#### Exercise instructions:
In the records below, which lines include "Target"? Copy them.

#### Provided data:
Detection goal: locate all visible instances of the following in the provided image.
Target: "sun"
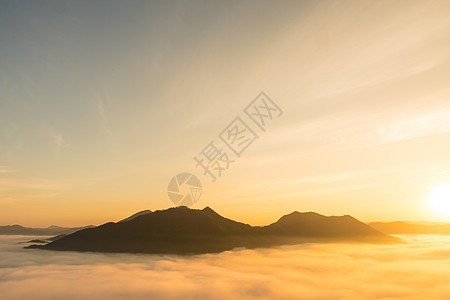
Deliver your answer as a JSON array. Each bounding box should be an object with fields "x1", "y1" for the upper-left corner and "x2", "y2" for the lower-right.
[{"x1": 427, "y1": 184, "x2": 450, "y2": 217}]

==

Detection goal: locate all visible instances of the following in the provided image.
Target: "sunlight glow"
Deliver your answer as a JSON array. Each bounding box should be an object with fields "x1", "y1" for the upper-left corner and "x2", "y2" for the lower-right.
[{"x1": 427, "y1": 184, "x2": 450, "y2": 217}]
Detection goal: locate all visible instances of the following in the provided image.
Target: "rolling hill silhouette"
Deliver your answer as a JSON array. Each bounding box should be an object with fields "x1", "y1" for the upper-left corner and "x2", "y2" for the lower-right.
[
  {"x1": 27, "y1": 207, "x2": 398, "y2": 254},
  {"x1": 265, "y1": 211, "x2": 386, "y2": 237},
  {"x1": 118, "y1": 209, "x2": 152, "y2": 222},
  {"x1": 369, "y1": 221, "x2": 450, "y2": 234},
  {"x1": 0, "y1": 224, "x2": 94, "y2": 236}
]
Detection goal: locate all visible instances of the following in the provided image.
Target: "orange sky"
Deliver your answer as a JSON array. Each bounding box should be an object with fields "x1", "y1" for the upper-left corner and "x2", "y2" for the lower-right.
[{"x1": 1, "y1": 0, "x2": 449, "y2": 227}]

#### Answer box:
Target: "sun"
Target: "sunlight glow"
Target: "rolling hill silhouette"
Target: "orange sky"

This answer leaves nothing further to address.